# What is required
The result should consist solely of the line containing "Target: round tower" and the lines that follow it below, each reproduced exactly, the last line included.

# Information provided
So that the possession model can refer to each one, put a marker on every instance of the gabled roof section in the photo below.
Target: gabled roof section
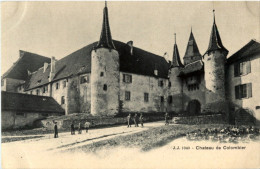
(105, 37)
(26, 62)
(215, 42)
(192, 48)
(79, 62)
(176, 61)
(247, 51)
(29, 103)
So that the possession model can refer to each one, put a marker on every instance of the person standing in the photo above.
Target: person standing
(72, 128)
(55, 130)
(79, 129)
(141, 118)
(136, 120)
(129, 120)
(87, 124)
(166, 119)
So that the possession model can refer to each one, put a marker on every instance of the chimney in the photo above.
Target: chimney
(45, 66)
(52, 72)
(130, 44)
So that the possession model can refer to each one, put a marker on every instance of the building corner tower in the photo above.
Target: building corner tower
(105, 73)
(214, 66)
(175, 88)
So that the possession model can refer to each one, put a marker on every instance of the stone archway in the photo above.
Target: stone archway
(244, 117)
(194, 107)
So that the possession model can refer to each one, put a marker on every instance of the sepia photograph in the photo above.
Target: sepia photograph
(130, 84)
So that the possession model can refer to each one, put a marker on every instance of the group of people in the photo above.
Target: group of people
(136, 120)
(72, 128)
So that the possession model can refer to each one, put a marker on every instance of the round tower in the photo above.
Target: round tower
(105, 73)
(175, 87)
(214, 66)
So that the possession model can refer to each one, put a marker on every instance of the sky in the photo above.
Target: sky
(60, 28)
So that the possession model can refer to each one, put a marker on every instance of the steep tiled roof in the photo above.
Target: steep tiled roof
(215, 42)
(176, 61)
(29, 103)
(250, 49)
(27, 61)
(79, 62)
(105, 37)
(192, 67)
(192, 48)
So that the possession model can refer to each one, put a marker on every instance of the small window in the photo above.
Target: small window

# Solution to this task
Target: round tower
(105, 73)
(175, 87)
(214, 66)
So that the possession model can refer to each one, put a marker on every instance of the sky in the photo above.
Target: sky
(60, 28)
So that the possession model can refer to each one, put a marker on every instance of the steep tiled roof in the photo above.
Target: steep tiled roof
(215, 42)
(176, 61)
(29, 103)
(250, 49)
(27, 61)
(79, 62)
(105, 37)
(192, 67)
(192, 48)
So that the possession model can refer to each one, put a marker on every instance of the small window in the photo above.
Target: small window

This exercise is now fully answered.